EXTRACT PROVIDED:

6136 Individual or Team Projects

Here is a sketch of a couple of ideas that could be used for course evaluation replacing some of the components I had planned. You can work on one of these individually or with a partner. I would expect something more substantial for a team project than an individual one.

Recent developments in Categorical Data Analysis

Compile a list of recent research papers illustrating interesting applications, modelling developments, graphical methods, … of categorical data analysis, attempting to go beyond what is covered in the course or my book.

Each should have a bibliographical citation, brief description, why it is interesting or novel. Perhaps with subject / content / method tags or catrgories.

It could also be in the form of a methods review paper, with the title of this section, and sufficient text description to give an overview of this topic. Taking it further, something like this might be publishable, or certainly a nice blog post.

Tidy CDA / Extending vcdExtra

Categorical data simple for some purposes, but notoriously “untidy” – table(), matrix(), array(), xtabs(), … and many functions for analysis or graphics accept data in a limited varieties of forms.

Chapter 2 in DDAR describes the essential ideas for working with and manipulating catgegorical data, largely within base-R. The vcdExtra vignette, Creating and manipulating frequency tables gives some examples.

A tidy CDA project might propose, test and implement some extensions to the vcdExtra package, designed to reduce these problems.

More generally, a project to work on developing the vcdExtra package in other ways might be quite useful. For example, you might extend the vignettes, develop a scheme to classify the many datasets according to the types of methods (ordered factors, square tables, …) the illustrate, and so forth.

Interactive apps

Years ago I developed an interactive application for mosaic displays, using perl CGI programming to run a SAS program on my server. It was nice in that it offered a number of sample datasets, some explanation of how it was done, and allowed upload of your own data.

The framework still exists, but SAS on the server has been retired. It would be nice to develop a new application using, e.g., R Shiny, https://shiny.rstudio.com/. Or, anything else – Python, D3.js, …

For a collection of apps, see Book Of Apps for Statistics Teaching. There are a couple of simple ones for categorical data.

New areas for CDA

There is a wide range of other areas in which categorical data arises, but are not treated directly in this course. Choose one or more and write a paper describing and illustrating them.

Latent class analysis

LCA is a statistical method for finding subtypes of related cases (“latent classes”) from multivariate categorical data. It is often approached using Mplus, or other specific programs (Latent Gold). A web page by Maksim Rudnov, Ways to do Latent Class Analysis in R describes some R packages for this.

EXERCISE: Extend the 6136 course project-ideas page on categorical data analysis past its last sentence, keeping its voice and layout.

DATASET CONTENT:
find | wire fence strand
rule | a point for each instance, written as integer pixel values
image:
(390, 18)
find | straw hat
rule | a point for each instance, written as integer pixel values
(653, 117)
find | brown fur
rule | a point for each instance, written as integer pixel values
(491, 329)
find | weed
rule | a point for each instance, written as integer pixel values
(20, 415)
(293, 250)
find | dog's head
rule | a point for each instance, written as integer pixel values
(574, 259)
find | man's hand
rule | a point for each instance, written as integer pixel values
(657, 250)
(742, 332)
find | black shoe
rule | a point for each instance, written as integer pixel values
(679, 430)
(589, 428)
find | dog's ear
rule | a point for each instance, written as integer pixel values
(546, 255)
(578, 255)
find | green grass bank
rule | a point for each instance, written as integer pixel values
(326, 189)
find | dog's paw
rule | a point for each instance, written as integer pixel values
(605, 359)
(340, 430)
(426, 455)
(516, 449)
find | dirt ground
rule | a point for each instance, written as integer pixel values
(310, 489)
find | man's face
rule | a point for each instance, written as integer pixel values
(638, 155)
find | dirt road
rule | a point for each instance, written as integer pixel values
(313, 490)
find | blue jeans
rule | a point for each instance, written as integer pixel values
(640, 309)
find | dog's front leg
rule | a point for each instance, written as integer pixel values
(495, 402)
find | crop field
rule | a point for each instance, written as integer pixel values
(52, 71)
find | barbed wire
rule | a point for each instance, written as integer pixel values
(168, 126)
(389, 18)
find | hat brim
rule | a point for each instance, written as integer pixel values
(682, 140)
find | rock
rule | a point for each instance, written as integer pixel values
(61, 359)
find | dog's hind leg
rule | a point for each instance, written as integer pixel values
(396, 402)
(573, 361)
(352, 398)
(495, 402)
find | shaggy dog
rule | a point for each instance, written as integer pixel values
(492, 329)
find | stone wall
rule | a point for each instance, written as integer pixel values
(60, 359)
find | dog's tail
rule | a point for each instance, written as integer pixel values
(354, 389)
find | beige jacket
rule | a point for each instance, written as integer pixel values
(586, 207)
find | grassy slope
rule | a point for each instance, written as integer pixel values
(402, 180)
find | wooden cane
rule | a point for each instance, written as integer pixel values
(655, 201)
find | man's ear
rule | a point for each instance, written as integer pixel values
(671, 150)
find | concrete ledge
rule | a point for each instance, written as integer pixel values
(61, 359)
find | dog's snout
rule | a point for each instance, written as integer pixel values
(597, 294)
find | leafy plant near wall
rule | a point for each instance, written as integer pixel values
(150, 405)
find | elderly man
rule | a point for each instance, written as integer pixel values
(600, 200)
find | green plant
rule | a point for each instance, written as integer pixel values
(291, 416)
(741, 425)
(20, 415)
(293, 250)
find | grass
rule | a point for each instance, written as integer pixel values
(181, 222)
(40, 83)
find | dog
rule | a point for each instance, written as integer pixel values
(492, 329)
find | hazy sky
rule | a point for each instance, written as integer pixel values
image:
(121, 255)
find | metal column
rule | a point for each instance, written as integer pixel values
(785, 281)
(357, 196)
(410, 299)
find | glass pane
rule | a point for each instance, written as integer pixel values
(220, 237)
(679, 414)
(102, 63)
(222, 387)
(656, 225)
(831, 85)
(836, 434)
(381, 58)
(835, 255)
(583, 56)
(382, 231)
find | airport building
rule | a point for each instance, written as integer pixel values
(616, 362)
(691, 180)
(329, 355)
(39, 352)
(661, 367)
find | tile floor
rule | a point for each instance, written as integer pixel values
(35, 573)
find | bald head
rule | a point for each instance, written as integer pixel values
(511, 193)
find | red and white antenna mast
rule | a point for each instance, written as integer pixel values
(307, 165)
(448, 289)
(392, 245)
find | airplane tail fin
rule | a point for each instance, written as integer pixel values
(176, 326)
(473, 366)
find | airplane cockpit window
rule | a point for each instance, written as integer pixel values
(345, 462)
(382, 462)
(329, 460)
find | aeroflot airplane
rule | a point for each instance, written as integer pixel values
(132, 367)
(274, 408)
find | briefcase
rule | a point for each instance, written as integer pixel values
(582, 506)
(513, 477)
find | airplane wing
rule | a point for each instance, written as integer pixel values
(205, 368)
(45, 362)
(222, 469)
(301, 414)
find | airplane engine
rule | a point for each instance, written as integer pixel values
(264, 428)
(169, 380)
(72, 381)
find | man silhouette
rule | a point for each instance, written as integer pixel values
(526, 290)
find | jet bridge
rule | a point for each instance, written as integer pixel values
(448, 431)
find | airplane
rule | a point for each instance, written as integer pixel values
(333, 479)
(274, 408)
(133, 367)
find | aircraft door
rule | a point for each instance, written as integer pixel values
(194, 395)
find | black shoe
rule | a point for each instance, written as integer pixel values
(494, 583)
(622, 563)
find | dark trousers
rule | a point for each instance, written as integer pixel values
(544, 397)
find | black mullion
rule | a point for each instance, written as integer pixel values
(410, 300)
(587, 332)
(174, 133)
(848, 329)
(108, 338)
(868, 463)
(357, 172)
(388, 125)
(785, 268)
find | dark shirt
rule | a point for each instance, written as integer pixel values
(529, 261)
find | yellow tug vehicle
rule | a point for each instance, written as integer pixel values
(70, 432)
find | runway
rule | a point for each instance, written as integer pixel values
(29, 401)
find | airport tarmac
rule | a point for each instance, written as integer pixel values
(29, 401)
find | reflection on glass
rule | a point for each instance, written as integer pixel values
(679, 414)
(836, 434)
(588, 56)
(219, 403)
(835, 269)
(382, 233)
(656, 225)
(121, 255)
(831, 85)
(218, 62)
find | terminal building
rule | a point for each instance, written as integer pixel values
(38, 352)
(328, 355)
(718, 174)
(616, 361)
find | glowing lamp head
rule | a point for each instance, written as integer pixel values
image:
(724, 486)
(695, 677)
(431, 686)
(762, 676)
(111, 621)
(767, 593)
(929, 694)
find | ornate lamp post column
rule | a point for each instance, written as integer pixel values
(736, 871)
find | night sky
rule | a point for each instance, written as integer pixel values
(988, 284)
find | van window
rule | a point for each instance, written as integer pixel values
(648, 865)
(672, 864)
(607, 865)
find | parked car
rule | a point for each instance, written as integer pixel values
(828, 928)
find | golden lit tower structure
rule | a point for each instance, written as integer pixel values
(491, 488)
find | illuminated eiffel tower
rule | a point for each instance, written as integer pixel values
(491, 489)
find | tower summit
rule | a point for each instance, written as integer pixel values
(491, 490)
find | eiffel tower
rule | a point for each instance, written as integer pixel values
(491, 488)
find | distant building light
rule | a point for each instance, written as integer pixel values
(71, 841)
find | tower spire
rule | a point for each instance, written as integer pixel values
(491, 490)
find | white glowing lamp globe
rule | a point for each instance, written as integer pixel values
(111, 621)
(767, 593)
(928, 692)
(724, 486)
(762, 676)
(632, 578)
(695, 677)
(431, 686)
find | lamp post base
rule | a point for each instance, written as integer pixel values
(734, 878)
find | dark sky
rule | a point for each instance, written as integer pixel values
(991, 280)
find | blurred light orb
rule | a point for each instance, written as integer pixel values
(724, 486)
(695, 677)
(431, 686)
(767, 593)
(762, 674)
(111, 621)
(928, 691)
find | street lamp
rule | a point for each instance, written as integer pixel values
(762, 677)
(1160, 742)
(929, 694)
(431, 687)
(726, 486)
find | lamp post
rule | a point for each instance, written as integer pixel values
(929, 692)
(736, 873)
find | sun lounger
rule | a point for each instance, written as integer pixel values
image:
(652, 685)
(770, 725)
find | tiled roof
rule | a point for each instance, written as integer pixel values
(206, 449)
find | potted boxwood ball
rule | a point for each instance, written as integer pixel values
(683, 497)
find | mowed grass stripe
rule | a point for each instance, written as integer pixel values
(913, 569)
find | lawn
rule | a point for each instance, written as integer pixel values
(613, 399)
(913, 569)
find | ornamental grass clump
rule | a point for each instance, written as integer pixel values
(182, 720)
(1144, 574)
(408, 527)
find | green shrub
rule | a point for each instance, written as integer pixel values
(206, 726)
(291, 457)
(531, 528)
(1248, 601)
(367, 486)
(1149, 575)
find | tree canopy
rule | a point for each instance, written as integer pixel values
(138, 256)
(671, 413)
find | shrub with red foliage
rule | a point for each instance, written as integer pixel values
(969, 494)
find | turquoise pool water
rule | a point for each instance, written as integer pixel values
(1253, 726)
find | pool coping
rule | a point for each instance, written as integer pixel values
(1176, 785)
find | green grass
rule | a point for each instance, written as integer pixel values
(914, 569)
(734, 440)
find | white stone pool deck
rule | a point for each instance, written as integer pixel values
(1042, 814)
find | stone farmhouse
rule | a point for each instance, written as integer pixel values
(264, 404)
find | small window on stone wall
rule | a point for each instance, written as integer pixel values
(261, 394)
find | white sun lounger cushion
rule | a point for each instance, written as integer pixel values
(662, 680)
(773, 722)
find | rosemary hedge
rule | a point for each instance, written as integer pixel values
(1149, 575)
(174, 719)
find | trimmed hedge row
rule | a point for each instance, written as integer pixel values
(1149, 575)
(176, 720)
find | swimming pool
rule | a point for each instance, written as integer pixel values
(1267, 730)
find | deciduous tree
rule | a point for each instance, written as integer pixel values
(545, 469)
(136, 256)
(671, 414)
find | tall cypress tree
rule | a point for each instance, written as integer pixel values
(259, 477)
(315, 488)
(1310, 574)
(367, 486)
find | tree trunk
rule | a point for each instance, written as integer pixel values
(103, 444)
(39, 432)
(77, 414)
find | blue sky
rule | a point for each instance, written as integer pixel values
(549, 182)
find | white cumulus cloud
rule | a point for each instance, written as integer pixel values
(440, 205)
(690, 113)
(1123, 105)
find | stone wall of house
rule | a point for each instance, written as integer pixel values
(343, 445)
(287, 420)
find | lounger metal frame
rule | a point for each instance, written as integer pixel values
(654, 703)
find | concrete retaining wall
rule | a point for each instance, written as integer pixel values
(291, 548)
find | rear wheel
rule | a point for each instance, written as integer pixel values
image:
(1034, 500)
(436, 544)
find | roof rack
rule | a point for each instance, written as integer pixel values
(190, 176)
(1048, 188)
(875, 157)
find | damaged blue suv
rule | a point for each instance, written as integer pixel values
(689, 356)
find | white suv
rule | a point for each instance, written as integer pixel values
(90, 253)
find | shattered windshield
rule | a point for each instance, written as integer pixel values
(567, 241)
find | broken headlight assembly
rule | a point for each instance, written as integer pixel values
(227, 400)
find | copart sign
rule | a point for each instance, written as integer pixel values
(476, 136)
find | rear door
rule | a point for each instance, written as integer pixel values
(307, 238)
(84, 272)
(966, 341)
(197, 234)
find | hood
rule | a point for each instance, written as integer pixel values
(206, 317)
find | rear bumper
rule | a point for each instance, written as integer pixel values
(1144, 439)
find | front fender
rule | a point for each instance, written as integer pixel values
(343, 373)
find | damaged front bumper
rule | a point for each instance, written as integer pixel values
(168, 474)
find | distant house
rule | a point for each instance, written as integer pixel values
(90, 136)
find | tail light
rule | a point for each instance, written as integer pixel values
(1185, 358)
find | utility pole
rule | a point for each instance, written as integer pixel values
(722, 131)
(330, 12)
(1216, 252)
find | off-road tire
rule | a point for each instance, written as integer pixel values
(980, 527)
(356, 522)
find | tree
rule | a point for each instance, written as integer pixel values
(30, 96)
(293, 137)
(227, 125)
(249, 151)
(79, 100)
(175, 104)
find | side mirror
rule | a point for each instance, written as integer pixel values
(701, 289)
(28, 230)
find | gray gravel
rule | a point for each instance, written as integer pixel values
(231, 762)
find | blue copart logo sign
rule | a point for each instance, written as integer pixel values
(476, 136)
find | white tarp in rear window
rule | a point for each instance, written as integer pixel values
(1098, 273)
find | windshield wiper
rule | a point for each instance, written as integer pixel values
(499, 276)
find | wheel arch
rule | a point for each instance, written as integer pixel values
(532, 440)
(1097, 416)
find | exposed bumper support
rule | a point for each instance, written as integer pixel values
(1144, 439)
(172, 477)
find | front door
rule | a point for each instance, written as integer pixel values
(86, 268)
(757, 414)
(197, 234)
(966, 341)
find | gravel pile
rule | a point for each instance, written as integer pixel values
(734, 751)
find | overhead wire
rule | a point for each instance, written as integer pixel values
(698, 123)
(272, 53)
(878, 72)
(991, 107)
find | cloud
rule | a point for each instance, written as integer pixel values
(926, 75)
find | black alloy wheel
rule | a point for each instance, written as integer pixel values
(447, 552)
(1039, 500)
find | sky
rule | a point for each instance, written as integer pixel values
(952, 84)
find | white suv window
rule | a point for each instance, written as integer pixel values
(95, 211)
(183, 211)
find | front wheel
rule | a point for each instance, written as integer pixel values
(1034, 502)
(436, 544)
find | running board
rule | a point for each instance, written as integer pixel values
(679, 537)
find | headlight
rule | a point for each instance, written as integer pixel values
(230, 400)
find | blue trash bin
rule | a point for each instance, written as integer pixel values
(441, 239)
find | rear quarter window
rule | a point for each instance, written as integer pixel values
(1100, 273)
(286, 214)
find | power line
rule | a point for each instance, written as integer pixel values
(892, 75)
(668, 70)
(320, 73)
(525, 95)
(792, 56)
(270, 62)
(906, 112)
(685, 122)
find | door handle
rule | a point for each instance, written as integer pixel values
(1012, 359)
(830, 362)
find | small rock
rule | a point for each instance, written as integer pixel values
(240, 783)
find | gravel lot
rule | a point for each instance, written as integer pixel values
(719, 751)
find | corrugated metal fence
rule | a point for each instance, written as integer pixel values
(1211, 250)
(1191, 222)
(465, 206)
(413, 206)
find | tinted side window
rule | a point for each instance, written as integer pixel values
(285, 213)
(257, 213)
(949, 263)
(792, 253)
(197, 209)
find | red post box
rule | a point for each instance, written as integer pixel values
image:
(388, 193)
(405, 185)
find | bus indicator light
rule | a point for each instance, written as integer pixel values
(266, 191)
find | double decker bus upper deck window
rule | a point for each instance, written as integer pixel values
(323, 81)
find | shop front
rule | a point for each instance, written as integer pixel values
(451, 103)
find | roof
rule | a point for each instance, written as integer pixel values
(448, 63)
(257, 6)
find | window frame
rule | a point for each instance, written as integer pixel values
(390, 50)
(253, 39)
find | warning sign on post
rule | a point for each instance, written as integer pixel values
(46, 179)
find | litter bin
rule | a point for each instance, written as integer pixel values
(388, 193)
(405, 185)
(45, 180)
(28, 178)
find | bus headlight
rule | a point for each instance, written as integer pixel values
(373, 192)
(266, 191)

RESULT FOR THIS EXERCISE:
Confusion matrices

These arise in a variety of contexts, similar to the idea of agreement in square tables, but often with the idea of a predicted vs. actual classification. A paper by Kevin Johnson Visual Presentation of Statistical Concepts in Diagnostic Testing: The 2 x 2 Diagram sketches some ideas for 2 x 2 tables. Another paper by David Lovell et al. Taking the Confusion Out of Multinomial Confusion Matrices and Imbalanced Classes considers larger tables, where the interest is on the 2 x 2 tables for each A, B pair of categories.

Graphical models

These are an approach to multivariate data where variables are represented as nodes in a network and systems of conditional independence which can be described by undirected graphs. Course lecture slides by Steffen Lauritzen describe the basic ideas.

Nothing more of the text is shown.